For many people, the prospect of fighting for their freedom in court can be overwhelming. Additionally, many people assume that the criminal justice system is rigged against them and that there is simply nothing they can do to avoid being convicted at trial. As a result, rather than fighting their criminal charges, many people resign themselves to pleading guilty—and taking whatever punishment the judge decides to impose.

This is a mistake—a big one. If you are facing criminal charges in Pennsylvania, you need to defend yourself. Even setting aside the prospect of incarceration and fines, a conviction can alter the course of your life, and many convictions are not eligible for expungement under Pennsylvania law.

7 Important Facts about Pleading Guilty in Pennsylvania

Before you decide how to respond to your criminal charges, you need to have a clear understanding of what is at risk in your case. You also need to assess your defenses, and you must determine whether an intermediate solution (such as negotiating a plea deal or entering into a diversion program) is your best option in light of the circumstances at hand.

============================================================

### Set task A:
In the text on pleading guilty in Pennsylvania, what two examples of an intermediate solution are given?
### Set task B:
Shorten the paragraph beginning "This is a mistake" from the text on pleading guilty in Pennsylvania to one or two sentences that keep its main facts.
### Set task C:
Carry on the text about pleading guilty in Pennsylvania from its last sentence.

============================================================

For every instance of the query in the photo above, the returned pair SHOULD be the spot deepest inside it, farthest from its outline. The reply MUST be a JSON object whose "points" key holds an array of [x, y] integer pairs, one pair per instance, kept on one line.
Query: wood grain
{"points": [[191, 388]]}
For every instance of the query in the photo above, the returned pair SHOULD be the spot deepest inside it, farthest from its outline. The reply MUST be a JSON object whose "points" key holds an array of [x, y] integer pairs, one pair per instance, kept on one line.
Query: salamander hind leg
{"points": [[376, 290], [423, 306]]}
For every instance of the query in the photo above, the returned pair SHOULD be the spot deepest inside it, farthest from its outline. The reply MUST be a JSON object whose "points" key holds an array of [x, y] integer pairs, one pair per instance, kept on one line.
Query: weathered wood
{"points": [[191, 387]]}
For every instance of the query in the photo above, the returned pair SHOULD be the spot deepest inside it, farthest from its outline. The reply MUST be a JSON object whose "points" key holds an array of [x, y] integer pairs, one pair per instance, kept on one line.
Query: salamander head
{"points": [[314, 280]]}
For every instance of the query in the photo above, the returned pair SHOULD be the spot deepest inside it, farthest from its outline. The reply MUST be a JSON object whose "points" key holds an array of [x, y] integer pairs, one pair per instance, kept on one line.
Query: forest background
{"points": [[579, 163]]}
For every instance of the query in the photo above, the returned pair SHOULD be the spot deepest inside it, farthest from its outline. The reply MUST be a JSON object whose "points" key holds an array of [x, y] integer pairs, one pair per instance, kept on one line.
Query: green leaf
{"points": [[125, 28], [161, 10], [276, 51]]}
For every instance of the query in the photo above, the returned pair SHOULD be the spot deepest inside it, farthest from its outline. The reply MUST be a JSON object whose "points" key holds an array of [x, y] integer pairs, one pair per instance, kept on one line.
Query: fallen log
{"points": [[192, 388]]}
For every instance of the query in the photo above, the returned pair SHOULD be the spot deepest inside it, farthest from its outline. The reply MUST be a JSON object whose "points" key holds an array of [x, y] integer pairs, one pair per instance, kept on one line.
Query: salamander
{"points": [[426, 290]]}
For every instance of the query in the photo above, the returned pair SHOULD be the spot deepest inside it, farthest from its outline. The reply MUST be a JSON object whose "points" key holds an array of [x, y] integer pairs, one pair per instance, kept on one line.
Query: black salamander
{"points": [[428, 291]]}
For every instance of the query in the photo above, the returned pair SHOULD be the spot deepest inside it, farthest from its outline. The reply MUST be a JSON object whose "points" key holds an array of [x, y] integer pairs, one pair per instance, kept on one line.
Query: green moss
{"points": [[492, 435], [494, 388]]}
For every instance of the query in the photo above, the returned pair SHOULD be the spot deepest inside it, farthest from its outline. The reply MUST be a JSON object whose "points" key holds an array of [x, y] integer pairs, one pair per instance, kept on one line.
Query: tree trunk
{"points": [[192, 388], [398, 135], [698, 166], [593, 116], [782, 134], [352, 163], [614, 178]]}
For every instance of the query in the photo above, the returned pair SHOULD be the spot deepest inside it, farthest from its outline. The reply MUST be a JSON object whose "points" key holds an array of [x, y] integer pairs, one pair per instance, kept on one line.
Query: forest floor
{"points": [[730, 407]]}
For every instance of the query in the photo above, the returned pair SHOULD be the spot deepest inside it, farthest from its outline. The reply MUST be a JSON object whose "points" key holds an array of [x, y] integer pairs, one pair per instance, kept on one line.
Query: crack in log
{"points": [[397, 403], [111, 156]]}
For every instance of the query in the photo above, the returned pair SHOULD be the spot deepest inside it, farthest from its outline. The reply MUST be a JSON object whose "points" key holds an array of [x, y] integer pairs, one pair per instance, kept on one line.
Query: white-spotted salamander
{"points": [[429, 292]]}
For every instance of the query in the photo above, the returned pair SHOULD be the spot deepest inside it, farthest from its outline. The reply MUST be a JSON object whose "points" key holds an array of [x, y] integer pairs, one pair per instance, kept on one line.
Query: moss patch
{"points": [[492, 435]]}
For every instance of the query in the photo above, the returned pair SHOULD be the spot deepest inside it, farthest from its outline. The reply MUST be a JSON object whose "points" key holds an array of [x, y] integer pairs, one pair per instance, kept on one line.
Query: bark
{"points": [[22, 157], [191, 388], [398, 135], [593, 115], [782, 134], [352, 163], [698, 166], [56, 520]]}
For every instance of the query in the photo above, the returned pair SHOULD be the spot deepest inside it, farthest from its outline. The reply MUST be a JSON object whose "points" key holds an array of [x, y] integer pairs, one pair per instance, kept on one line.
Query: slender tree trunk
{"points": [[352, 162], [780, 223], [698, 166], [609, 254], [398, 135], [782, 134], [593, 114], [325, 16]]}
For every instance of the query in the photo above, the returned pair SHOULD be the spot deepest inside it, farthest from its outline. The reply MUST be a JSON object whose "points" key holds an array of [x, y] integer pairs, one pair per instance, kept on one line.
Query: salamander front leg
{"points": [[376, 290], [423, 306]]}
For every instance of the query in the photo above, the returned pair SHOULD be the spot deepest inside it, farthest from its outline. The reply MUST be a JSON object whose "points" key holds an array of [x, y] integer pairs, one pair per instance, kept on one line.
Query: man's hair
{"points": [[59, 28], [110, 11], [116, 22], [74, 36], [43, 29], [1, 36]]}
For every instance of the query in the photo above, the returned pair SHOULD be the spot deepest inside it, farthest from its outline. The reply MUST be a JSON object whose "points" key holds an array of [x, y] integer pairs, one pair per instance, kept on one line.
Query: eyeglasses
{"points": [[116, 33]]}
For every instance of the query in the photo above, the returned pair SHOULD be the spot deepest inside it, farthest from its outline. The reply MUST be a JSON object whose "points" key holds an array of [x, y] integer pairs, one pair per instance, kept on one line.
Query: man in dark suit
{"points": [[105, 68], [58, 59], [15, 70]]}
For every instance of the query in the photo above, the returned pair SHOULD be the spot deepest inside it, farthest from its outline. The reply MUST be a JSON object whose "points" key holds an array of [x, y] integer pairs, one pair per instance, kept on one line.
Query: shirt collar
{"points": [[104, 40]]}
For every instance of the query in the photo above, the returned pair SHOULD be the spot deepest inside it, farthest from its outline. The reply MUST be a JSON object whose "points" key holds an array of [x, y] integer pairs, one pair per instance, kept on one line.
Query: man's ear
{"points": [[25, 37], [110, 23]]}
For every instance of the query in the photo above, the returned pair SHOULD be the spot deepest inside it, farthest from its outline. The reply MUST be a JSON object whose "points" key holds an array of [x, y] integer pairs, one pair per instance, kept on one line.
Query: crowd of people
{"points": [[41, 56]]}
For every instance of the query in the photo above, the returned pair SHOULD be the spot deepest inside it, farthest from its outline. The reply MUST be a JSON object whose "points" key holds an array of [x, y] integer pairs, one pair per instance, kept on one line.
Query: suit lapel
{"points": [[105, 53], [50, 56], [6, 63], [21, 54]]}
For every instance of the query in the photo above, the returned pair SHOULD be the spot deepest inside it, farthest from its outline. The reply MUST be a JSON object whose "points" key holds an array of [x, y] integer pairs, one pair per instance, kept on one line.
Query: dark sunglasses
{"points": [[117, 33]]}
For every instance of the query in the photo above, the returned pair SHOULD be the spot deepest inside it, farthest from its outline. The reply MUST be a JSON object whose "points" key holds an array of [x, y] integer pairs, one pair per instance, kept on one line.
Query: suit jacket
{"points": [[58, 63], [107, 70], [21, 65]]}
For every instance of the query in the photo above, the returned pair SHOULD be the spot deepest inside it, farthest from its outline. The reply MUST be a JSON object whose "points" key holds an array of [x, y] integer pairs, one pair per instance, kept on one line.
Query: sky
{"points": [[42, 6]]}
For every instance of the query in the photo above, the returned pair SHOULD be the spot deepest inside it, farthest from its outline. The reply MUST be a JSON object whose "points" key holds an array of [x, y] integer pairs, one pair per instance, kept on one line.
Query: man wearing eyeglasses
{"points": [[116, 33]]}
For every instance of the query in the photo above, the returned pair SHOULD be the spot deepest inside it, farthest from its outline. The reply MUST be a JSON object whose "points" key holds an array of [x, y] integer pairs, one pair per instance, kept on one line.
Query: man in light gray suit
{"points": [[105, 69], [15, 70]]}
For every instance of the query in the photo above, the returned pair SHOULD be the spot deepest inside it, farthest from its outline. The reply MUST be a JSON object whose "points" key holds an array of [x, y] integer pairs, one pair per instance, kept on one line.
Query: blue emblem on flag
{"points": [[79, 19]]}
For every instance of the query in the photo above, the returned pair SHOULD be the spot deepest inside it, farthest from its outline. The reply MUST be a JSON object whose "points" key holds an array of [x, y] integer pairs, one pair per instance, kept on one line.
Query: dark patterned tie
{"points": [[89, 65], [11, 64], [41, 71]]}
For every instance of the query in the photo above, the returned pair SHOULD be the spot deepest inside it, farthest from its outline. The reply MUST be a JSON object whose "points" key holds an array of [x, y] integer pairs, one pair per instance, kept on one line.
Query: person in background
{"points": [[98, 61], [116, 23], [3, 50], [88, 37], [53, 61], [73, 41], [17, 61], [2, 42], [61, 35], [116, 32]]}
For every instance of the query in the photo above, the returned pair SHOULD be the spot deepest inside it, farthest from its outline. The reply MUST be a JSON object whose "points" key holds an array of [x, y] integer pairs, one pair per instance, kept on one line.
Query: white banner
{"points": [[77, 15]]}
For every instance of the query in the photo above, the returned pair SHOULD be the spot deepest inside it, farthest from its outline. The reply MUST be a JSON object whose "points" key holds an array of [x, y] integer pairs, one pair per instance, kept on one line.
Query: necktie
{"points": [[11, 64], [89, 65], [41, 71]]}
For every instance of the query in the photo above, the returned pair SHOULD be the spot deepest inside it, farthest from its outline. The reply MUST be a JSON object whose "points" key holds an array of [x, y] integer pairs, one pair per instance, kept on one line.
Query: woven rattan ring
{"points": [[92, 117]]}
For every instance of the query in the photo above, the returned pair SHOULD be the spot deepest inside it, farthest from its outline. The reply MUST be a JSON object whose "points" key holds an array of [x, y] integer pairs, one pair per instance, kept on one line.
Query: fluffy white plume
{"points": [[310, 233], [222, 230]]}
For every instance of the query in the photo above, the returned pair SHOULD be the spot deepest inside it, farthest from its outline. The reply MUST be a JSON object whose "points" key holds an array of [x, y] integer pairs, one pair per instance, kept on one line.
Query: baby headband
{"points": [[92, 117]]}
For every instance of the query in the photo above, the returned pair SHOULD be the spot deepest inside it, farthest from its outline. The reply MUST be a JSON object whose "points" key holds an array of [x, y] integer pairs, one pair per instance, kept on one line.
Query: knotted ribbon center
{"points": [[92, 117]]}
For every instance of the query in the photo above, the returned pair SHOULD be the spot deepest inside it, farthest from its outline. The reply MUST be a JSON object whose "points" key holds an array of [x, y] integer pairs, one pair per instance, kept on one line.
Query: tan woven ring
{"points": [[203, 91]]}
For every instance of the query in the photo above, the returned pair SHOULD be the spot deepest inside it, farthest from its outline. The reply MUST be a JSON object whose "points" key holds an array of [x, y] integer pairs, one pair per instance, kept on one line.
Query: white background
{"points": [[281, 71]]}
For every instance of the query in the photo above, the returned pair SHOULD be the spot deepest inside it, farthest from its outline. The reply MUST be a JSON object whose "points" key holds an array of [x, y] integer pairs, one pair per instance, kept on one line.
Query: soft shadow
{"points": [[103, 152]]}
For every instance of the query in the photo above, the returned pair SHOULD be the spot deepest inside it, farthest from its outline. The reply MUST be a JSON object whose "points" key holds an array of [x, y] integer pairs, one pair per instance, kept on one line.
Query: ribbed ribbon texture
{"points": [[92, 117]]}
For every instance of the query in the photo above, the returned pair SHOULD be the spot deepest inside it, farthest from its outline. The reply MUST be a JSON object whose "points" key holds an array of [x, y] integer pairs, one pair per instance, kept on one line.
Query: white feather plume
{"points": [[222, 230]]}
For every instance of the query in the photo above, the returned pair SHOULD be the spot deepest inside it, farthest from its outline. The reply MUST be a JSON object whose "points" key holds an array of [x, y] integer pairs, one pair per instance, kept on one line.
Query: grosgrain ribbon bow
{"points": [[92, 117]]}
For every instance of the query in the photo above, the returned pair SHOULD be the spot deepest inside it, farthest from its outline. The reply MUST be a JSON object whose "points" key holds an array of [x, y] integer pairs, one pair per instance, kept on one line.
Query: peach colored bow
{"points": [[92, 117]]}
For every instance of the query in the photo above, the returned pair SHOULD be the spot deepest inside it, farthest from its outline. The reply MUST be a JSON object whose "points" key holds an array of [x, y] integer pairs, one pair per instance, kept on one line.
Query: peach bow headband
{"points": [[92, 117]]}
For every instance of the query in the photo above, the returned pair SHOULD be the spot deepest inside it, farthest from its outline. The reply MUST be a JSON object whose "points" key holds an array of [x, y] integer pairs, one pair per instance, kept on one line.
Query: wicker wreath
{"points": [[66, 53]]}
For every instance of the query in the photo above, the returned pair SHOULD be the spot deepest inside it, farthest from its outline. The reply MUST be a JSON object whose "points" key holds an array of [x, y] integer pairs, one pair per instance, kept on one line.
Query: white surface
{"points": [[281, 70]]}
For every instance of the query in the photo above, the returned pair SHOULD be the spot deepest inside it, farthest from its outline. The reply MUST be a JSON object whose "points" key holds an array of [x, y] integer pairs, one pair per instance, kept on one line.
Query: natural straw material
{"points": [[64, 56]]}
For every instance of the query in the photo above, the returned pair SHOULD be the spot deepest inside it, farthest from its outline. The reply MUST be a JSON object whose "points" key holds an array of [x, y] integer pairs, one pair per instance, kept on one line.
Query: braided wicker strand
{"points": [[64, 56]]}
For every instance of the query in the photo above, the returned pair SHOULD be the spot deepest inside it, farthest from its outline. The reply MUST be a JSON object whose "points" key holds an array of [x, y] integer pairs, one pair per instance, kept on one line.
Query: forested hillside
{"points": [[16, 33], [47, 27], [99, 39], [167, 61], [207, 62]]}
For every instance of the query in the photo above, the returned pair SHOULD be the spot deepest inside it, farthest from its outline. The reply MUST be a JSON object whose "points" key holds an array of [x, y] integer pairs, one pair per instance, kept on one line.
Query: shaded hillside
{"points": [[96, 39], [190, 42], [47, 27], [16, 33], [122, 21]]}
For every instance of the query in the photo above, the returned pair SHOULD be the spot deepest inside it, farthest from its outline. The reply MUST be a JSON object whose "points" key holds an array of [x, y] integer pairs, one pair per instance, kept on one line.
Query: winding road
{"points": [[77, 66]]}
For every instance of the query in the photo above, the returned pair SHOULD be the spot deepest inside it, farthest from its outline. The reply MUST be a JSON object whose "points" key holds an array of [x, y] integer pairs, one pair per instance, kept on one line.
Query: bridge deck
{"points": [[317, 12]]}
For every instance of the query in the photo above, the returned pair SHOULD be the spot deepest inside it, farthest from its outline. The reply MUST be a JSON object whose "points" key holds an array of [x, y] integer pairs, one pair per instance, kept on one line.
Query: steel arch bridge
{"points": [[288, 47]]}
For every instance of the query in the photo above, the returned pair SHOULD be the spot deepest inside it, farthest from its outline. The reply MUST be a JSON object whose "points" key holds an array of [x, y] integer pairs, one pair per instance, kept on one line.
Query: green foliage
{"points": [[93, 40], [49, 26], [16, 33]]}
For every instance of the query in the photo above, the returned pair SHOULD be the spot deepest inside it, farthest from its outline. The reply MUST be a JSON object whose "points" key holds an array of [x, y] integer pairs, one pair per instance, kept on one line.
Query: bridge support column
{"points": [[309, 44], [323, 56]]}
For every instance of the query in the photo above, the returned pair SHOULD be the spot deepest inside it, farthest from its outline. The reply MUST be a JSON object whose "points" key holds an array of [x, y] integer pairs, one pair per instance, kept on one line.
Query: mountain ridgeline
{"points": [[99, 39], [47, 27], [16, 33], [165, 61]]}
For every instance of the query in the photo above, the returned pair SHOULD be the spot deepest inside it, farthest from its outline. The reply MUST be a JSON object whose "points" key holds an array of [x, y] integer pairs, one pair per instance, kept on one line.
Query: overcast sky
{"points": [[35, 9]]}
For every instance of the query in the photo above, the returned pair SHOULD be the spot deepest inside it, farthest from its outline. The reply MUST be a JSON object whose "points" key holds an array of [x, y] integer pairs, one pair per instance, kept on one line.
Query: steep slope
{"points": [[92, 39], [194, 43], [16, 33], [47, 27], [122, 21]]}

============================================================

### Exercise answer A:
Negotiating a plea deal or entering into a diversion program.

### Exercise answer B:
Pleading guilty without a fight is a serious mistake, so anyone facing criminal charges in Pennsylvania should defend themselves. Apart from jail and fines, a conviction can change the course of a person's life, and many convictions cannot be expunged under Pennsylvania law.

### Exercise answer C:
So, before you decide to put your future in jeopardy, here are seven facts you need to know about pleading guilty in Pennsylvania:

Fact #1: The Burden of Proof is on the Government

While the odds may seem stacked against you, it is important to remember that the burden of proof is always on the government in criminal cases. Specifically, in order to secure a conviction, the prosecutor’s office must prove your guilt “beyond a reasonable doubt.” This means that the prosecution must convince the judge (or the jury, if you request a jury trial) that the only reasonable conclusion is that you committed the crime or crimes alleged.

This is a very high burden; and, if your defense attorney can successfully challenge even one element of the prosecution’s case, this will be enough to avoid a conviction. For example, in many cases, proving a defendant’s guilt requires evidence of “criminal intent,” and it will be possible to challenge the prosecution’s evidence of intent (or lack thereof) in many cases.

Fact #2: There are Defenses You Can Assert Even if You Committed a Crime

Let’s say you committed a criminal act, and you did so both knowingly and intentionally. In other words, there is no question that you violated the law. Even in this scenario, you could still have defenses available.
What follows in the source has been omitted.